+++ Records provided +++
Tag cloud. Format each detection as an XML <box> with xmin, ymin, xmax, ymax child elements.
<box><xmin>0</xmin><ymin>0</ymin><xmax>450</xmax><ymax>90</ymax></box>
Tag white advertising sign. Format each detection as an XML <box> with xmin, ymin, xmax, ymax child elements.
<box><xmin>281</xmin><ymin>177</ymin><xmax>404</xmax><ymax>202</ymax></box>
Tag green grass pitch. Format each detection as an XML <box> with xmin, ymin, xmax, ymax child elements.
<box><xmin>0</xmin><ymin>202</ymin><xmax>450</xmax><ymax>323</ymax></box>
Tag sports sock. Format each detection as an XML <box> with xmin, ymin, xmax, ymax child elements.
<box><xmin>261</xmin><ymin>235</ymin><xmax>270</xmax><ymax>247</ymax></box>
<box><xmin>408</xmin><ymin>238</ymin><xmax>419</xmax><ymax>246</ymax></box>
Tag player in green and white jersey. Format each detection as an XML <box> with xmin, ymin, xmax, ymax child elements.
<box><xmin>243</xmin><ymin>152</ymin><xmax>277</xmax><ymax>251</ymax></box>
+++
Copy the listing above word for word, every line included.

## Written answer
Tag cloud. Format each detection as an XML <box> with xmin, ymin, xmax, ymax child elements.
<box><xmin>0</xmin><ymin>0</ymin><xmax>450</xmax><ymax>90</ymax></box>
Tag white advertising sign. Format each detection as an XML <box> with xmin, ymin, xmax, ymax child elements.
<box><xmin>281</xmin><ymin>177</ymin><xmax>404</xmax><ymax>202</ymax></box>
Tag green grass pitch. Format each detection as an XML <box> with xmin, ymin, xmax, ymax child elements.
<box><xmin>0</xmin><ymin>202</ymin><xmax>450</xmax><ymax>323</ymax></box>
Tag sports sock. Format each detection as an XML <box> with xmin, ymin, xmax, ymax child elements.
<box><xmin>261</xmin><ymin>235</ymin><xmax>270</xmax><ymax>247</ymax></box>
<box><xmin>408</xmin><ymin>238</ymin><xmax>419</xmax><ymax>246</ymax></box>
Tag player in green and white jersey. Format each detection as an XML <box> with xmin, ymin, xmax, ymax child elements.
<box><xmin>243</xmin><ymin>152</ymin><xmax>277</xmax><ymax>251</ymax></box>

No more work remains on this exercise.